**WHAT IS EXPECTED**
Pull every line holding the word "wall" out of the data and copy it.

**ENTRIES PROVIDED**
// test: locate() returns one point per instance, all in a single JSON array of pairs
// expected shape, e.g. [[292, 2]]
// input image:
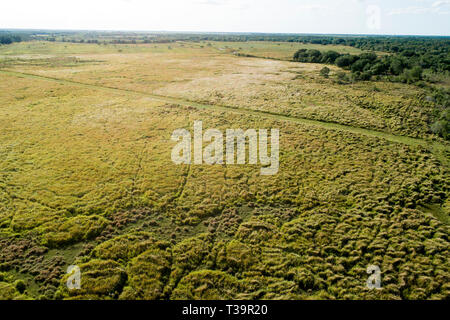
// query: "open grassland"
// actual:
[[204, 74], [86, 178]]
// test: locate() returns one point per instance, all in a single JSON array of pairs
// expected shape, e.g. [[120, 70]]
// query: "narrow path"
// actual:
[[440, 150]]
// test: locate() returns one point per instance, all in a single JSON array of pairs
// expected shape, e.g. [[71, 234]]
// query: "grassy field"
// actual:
[[86, 178]]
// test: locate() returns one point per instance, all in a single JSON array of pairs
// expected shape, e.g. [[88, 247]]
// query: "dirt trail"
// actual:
[[440, 150]]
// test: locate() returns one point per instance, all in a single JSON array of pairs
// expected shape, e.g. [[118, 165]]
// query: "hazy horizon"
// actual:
[[353, 17]]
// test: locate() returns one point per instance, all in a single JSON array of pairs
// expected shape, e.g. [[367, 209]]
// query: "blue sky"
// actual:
[[421, 17]]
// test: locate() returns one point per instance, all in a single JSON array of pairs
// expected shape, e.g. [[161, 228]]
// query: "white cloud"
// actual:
[[438, 7]]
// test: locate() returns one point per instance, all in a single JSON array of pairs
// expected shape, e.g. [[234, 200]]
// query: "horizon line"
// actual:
[[224, 32]]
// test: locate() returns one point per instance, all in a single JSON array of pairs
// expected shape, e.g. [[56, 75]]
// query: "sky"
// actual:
[[395, 17]]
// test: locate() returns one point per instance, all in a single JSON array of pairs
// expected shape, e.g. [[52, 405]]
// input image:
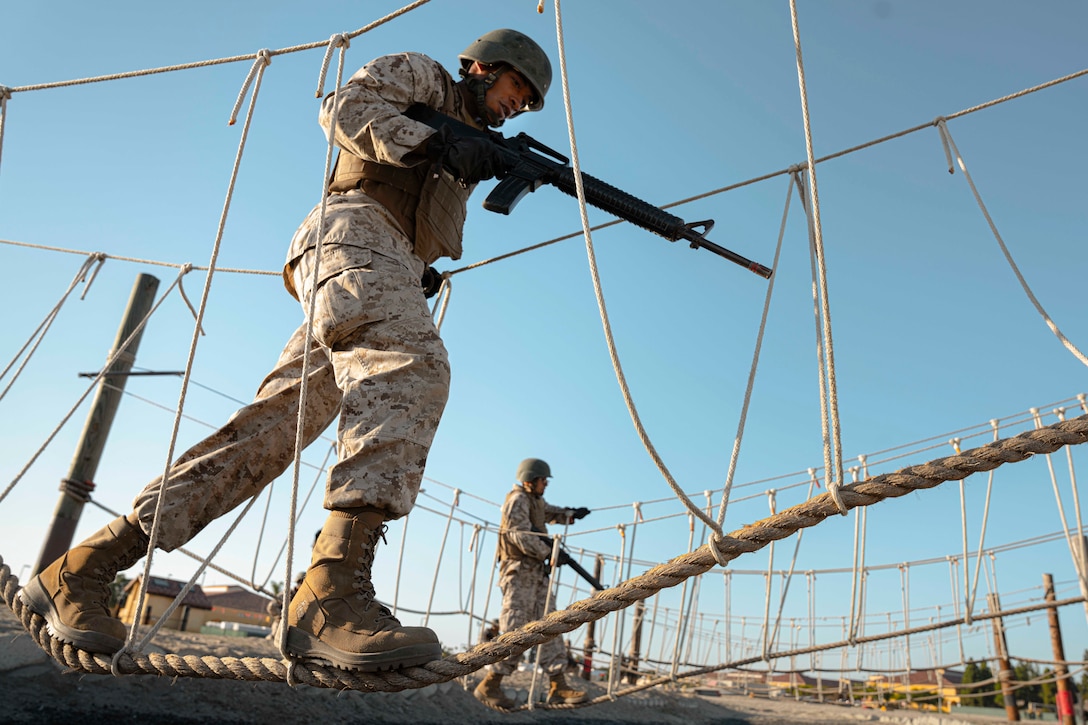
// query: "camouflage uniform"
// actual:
[[523, 578], [376, 357]]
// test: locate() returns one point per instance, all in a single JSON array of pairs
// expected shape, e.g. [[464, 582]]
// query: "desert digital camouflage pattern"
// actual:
[[376, 358], [523, 577]]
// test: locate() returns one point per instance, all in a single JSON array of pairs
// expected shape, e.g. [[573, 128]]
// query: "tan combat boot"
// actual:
[[490, 692], [559, 691], [334, 617], [73, 593]]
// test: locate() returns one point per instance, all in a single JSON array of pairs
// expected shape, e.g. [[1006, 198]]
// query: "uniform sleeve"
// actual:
[[517, 529], [558, 515], [369, 108]]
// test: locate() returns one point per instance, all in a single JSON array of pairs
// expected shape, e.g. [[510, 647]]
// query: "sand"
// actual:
[[37, 689]]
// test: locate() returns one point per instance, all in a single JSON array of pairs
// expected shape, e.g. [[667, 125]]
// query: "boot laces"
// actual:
[[363, 582]]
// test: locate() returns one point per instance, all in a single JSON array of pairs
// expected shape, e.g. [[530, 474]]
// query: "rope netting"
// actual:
[[749, 539], [839, 500]]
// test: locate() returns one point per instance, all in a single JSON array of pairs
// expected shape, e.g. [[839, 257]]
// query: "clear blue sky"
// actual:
[[931, 330]]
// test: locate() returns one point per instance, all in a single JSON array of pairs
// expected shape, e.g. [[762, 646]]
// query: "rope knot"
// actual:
[[718, 549]]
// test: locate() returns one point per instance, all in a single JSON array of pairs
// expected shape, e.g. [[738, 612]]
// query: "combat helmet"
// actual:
[[530, 469], [515, 49]]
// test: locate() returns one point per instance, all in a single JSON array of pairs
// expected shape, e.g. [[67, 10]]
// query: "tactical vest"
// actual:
[[536, 523], [430, 208]]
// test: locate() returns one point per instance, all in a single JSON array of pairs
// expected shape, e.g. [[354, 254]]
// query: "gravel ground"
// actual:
[[37, 689]]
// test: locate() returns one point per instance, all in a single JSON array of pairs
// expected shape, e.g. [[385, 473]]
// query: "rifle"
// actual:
[[529, 168], [566, 558]]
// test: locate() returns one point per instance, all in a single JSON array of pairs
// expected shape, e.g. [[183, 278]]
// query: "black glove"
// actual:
[[470, 160], [431, 282], [561, 561]]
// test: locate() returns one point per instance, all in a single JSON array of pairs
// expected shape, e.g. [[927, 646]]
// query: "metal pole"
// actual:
[[640, 612], [591, 627], [1004, 670], [79, 480], [1061, 672]]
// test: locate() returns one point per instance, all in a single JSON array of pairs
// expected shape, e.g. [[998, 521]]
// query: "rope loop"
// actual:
[[78, 490], [718, 548], [943, 131], [832, 488], [336, 40], [261, 60]]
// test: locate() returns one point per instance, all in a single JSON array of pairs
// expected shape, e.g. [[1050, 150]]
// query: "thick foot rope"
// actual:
[[749, 539]]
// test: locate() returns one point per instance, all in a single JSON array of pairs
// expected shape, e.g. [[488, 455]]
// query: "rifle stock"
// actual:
[[568, 560], [531, 164]]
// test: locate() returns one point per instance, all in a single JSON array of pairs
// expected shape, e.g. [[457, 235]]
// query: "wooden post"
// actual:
[[79, 481], [1004, 671], [591, 628], [1061, 672]]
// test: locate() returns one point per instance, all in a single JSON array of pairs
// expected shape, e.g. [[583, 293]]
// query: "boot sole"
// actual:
[[38, 601], [308, 647]]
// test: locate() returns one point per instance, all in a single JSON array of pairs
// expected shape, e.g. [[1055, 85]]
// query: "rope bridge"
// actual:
[[745, 540]]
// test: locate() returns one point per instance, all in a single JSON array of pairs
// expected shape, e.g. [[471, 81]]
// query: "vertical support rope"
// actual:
[[4, 95], [39, 333], [256, 75], [621, 379], [947, 140], [616, 663], [1078, 551], [304, 389], [442, 550], [832, 449], [120, 351], [734, 455], [904, 576]]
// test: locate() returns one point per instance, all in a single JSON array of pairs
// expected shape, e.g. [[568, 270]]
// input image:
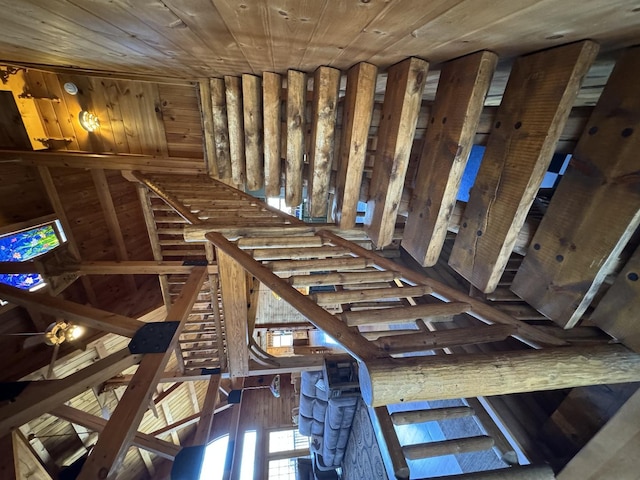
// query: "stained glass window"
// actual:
[[25, 245]]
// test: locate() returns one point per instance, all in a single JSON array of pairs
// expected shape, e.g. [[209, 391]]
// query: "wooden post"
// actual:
[[399, 380], [296, 102], [326, 82], [358, 108], [402, 102], [271, 87], [40, 397], [116, 437], [252, 107]]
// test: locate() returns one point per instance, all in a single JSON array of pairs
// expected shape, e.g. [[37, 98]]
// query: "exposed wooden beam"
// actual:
[[81, 314], [58, 208], [403, 98], [42, 396], [326, 83], [97, 424], [111, 218], [595, 209], [143, 163], [220, 128], [208, 128], [116, 437], [322, 319], [205, 423], [234, 302], [168, 198], [271, 87], [396, 380], [235, 121], [455, 115], [252, 110], [358, 109], [535, 107], [296, 103], [480, 310]]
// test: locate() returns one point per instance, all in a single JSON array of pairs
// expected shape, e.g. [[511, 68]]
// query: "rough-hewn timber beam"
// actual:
[[116, 437]]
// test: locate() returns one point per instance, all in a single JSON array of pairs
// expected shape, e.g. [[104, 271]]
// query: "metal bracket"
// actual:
[[153, 337]]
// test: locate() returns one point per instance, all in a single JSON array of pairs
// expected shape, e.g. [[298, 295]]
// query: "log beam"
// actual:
[[398, 380]]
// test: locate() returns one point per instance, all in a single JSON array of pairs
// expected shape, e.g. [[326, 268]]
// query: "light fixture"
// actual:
[[89, 121], [60, 331]]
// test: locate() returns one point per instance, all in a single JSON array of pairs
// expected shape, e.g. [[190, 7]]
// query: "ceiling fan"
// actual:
[[55, 335]]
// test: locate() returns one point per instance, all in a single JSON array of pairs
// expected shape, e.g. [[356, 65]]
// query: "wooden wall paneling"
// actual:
[[124, 124], [234, 303], [271, 89], [615, 311], [296, 102], [180, 113], [220, 128], [13, 134], [44, 100], [357, 113], [252, 108], [454, 119], [594, 211], [22, 195], [611, 453], [206, 107], [58, 208], [111, 218], [233, 92], [541, 89], [16, 83], [326, 82], [403, 98]]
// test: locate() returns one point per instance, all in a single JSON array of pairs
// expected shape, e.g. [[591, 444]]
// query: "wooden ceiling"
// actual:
[[206, 38]]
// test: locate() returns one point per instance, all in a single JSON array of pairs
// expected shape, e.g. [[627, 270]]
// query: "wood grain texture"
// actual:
[[234, 303], [615, 313], [220, 127], [357, 112], [395, 380], [271, 88], [296, 101], [403, 98], [455, 115], [541, 89], [326, 82], [235, 121], [612, 452], [252, 108], [595, 209]]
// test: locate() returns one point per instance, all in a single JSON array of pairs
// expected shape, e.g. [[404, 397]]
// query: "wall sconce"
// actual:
[[60, 331], [89, 121]]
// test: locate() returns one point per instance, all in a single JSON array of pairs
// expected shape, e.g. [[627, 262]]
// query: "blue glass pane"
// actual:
[[23, 246]]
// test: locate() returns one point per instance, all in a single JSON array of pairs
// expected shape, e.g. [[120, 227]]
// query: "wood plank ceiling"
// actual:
[[190, 39]]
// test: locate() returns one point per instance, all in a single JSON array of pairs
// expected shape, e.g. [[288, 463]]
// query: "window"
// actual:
[[285, 446], [214, 459], [27, 244]]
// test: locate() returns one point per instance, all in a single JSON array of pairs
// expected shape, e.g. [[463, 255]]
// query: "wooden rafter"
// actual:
[[116, 437], [42, 396]]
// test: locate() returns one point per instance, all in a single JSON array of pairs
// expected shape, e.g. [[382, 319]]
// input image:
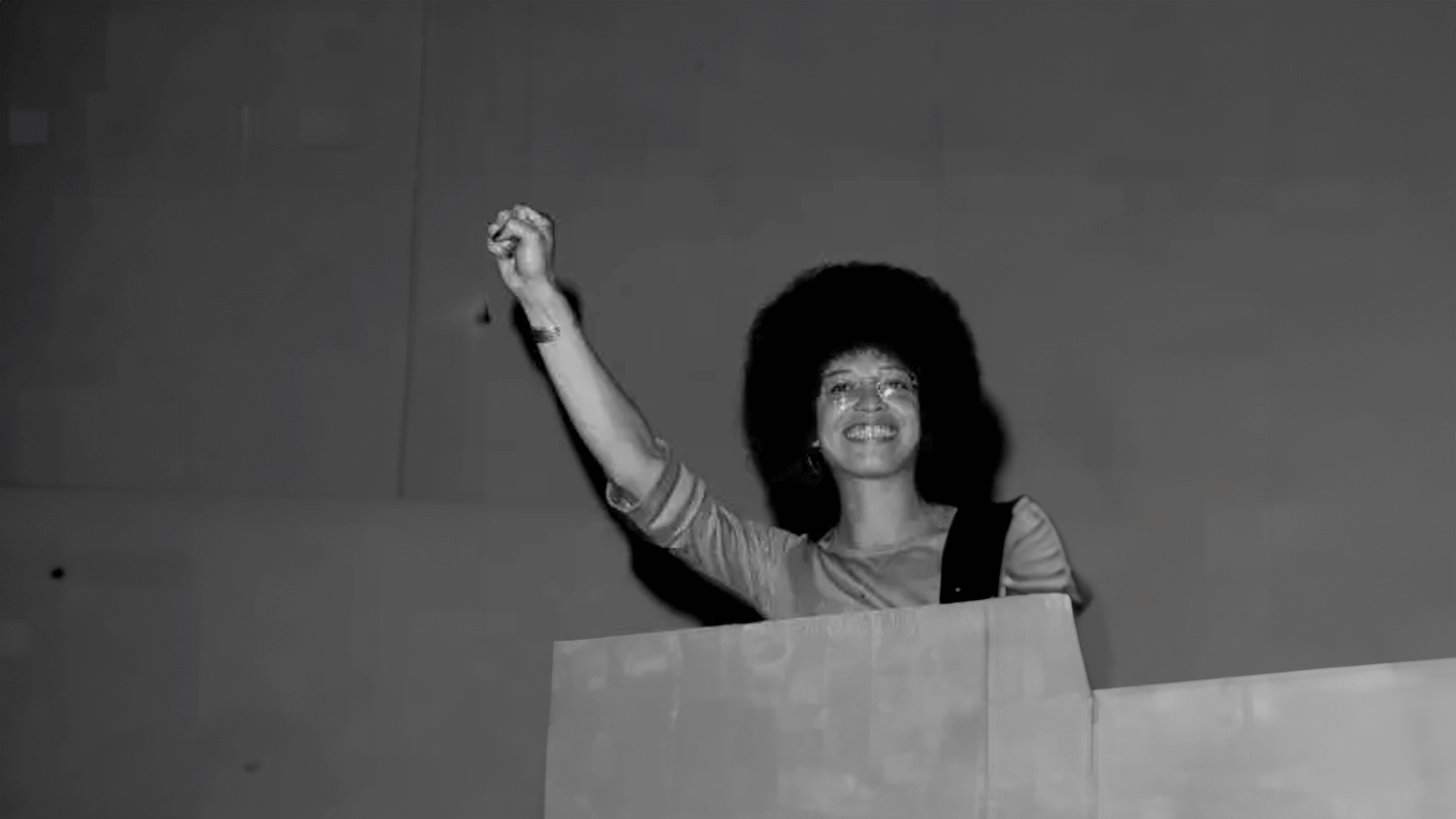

**EXERCISE ANSWER**
// query: "wooden wall paneling"
// query: "wall sconce"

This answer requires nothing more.